━━ Recorded information ━━

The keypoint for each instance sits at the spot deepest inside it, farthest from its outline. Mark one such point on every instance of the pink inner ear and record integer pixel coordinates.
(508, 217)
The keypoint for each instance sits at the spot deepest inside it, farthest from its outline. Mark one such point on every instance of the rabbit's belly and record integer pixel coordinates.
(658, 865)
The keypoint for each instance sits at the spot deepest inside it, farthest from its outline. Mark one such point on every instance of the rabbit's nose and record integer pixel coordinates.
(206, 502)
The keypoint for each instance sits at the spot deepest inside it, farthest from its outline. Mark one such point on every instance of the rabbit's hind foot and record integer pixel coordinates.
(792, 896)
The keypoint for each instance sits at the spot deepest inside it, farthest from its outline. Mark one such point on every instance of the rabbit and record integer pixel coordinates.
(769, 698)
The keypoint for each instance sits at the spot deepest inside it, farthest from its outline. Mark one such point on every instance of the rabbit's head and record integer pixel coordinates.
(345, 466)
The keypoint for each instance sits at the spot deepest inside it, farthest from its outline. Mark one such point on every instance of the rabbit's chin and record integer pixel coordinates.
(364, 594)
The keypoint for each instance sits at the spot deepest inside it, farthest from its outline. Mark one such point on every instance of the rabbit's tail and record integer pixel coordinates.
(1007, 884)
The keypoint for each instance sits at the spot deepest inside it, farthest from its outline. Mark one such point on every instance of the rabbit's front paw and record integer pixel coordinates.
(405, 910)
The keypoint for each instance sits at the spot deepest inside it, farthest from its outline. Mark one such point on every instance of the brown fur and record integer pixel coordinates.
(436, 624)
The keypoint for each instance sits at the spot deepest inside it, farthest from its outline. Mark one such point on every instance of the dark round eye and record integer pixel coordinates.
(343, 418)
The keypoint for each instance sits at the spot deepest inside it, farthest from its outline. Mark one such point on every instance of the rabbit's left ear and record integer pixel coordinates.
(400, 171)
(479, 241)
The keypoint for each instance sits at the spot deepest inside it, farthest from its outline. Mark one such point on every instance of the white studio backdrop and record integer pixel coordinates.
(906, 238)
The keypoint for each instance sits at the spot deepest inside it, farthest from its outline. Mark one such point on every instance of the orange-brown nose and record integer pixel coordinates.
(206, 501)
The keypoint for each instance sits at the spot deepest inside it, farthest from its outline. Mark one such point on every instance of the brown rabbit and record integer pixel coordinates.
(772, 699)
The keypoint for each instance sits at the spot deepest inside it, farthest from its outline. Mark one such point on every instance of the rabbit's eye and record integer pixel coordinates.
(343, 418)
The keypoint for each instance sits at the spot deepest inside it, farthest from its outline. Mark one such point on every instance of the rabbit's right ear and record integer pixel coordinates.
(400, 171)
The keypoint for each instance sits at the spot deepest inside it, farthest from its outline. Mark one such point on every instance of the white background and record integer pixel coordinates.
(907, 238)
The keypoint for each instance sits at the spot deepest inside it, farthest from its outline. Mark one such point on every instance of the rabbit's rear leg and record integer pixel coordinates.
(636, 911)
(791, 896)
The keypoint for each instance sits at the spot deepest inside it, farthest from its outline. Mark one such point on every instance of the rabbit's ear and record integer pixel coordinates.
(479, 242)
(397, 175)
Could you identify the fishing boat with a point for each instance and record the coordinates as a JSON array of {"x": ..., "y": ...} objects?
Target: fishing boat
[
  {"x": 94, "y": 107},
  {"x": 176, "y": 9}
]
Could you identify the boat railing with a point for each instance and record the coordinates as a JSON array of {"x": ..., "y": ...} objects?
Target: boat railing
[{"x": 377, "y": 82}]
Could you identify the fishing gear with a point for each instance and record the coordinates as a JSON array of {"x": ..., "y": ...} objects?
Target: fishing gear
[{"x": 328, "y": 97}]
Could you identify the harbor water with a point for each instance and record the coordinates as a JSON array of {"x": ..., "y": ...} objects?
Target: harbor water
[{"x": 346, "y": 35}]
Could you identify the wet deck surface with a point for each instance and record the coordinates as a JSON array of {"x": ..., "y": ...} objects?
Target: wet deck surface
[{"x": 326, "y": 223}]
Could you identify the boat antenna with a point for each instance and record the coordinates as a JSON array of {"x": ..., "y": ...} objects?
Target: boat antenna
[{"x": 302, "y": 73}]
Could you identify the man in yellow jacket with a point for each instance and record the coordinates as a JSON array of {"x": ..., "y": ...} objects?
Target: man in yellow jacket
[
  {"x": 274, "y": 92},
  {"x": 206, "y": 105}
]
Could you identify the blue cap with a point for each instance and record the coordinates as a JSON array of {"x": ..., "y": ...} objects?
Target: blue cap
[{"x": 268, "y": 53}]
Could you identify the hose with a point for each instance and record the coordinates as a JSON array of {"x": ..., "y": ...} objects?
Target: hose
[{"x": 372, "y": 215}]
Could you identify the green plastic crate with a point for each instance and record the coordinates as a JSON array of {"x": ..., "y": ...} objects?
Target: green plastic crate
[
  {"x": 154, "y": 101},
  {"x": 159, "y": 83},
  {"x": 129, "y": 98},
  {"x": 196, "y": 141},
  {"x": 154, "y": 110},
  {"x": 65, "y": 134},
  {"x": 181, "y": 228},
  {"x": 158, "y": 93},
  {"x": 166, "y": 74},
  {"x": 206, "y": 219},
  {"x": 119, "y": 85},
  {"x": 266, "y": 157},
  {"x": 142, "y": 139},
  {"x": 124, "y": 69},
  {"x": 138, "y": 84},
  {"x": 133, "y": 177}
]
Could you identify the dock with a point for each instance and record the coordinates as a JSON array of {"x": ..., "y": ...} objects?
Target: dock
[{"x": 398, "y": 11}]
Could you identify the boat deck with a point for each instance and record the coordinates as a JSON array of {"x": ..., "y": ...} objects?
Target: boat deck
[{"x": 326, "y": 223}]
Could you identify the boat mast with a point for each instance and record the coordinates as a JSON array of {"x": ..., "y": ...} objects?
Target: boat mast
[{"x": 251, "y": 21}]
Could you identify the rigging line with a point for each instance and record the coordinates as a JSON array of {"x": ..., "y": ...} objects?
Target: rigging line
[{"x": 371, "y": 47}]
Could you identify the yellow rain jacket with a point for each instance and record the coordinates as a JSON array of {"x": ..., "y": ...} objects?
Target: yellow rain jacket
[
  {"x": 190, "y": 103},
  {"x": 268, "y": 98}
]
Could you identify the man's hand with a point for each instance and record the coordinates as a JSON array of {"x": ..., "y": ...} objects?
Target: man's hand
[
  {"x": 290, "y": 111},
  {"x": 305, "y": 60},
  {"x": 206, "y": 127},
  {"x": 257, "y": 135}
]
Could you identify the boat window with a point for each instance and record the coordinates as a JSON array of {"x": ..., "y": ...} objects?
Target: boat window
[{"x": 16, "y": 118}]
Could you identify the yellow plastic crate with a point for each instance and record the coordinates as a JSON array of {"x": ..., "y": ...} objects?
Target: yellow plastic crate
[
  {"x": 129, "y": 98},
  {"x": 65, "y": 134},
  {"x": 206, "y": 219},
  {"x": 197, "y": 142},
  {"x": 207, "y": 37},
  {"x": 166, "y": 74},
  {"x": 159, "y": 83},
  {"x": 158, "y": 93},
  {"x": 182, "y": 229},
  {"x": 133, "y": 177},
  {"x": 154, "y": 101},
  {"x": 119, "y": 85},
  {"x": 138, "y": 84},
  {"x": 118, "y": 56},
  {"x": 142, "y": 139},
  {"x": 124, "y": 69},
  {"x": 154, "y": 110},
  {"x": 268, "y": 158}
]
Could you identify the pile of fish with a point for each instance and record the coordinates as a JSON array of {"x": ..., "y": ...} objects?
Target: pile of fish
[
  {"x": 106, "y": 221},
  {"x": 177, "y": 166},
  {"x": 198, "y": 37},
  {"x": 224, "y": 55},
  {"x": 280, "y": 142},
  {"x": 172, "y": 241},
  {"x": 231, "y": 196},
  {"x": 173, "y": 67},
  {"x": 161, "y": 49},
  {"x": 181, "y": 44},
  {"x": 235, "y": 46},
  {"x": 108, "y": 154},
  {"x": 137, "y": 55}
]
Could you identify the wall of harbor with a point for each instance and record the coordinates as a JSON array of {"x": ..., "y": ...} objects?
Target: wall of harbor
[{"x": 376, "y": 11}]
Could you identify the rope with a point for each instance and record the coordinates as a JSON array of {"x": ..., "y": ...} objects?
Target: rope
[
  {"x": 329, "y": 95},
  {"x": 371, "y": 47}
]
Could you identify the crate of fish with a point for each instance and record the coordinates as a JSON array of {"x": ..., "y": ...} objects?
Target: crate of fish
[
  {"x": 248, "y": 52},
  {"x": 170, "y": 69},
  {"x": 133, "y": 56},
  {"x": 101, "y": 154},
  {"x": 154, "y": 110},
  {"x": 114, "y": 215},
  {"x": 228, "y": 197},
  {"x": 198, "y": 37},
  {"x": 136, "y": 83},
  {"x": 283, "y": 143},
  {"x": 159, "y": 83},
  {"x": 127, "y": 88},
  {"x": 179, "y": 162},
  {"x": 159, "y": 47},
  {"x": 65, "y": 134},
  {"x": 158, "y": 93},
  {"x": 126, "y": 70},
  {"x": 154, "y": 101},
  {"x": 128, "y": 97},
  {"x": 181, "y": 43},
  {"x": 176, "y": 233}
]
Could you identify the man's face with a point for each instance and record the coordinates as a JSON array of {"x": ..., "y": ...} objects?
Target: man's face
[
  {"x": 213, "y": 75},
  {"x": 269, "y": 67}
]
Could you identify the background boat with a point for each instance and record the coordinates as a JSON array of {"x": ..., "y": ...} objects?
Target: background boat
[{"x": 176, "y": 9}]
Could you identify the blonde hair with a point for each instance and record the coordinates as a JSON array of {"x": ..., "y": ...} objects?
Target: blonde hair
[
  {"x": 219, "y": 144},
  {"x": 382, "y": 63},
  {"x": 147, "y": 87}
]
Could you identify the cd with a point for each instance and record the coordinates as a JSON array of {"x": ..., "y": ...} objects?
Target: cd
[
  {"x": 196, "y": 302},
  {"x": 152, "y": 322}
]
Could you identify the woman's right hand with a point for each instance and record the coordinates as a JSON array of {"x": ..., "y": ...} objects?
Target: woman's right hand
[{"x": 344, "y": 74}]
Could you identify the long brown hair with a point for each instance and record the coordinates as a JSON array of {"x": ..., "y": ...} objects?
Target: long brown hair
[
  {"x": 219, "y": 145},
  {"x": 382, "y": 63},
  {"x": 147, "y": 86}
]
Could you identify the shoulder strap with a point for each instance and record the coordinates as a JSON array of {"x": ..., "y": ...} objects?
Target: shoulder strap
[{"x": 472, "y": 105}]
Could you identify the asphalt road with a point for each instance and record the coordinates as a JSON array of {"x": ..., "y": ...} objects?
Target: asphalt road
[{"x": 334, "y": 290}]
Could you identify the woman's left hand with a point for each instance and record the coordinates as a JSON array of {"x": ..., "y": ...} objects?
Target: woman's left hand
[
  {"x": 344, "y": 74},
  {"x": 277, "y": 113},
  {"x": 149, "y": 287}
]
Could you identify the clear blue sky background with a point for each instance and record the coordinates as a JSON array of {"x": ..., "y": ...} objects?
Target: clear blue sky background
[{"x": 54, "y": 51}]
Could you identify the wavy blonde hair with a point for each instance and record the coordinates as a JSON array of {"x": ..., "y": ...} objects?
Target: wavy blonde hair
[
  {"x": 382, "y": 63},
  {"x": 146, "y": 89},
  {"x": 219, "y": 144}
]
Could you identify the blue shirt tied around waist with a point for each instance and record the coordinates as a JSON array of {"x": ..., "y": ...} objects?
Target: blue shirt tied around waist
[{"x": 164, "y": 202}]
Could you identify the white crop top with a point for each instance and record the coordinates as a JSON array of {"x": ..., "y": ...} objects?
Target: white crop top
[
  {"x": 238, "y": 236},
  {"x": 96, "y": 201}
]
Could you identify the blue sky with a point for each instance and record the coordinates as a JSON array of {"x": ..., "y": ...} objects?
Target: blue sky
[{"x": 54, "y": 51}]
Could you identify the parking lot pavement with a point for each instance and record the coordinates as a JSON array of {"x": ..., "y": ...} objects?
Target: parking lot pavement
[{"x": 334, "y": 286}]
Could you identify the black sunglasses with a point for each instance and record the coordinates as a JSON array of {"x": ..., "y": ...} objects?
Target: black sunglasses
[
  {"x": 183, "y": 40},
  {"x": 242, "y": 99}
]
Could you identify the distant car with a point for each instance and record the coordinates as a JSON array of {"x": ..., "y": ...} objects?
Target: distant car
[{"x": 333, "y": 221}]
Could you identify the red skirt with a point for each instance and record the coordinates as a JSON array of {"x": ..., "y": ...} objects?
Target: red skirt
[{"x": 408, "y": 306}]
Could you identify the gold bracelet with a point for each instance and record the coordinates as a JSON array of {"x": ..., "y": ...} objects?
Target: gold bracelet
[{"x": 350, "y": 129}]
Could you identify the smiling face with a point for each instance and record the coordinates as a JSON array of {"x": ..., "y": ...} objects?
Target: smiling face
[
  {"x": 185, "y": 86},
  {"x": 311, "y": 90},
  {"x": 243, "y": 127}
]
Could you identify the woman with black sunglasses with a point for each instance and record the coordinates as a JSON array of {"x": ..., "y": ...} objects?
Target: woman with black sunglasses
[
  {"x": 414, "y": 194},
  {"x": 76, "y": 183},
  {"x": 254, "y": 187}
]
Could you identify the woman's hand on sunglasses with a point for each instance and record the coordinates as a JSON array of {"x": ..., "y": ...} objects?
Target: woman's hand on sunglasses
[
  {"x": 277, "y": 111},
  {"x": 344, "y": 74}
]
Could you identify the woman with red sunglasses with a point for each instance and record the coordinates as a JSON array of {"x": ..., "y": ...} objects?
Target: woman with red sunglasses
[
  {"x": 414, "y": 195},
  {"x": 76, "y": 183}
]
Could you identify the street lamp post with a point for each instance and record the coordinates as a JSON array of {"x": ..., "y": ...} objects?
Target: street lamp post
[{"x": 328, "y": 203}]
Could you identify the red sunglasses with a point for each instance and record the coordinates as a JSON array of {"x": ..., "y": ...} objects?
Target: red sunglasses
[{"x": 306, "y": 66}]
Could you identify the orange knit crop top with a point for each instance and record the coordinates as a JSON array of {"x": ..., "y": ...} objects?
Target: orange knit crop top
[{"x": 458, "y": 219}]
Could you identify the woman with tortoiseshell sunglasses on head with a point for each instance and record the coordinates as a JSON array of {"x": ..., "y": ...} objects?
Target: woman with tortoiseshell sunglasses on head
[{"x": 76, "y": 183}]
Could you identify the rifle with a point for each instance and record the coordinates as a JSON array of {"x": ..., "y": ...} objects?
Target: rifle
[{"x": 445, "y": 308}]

━━━

▶ **Task objective**: Reproduce, exactly as they stand in the data above, the lines from the one that holds "Target: woman with black sunglasses" to the one that holds "Could you identify the orange", inclusive.

▶ **Solution for this task**:
Target: woman with black sunglasses
[
  {"x": 414, "y": 194},
  {"x": 76, "y": 183},
  {"x": 254, "y": 187}
]
Could you identify the woman's hand on sunglasses with a point for each instance and record the coordinates as a JSON array of {"x": ..., "y": ...} objects?
Target: woman's hand on sunglasses
[
  {"x": 277, "y": 111},
  {"x": 344, "y": 74}
]
Could you identify the woman with red sunglasses with a point for each instance and record the coordinates as a JSON array of {"x": ..., "y": ...} objects?
Target: woman with red sunglasses
[
  {"x": 414, "y": 195},
  {"x": 76, "y": 183}
]
Could you identify the street lamp post with a point for each instance and record the coordinates as a JSON array of {"x": ..., "y": ...} objects?
Target: street lamp post
[{"x": 328, "y": 203}]
Could you identify the red sunglasses with a point for each instance and record the coordinates as a JSON array of {"x": ..., "y": ...} objects?
Target: red sunglasses
[{"x": 306, "y": 66}]
Could you identify the orange knit crop top with a point for each instance and record the coordinates as a JSON array of {"x": ..., "y": ...} objects?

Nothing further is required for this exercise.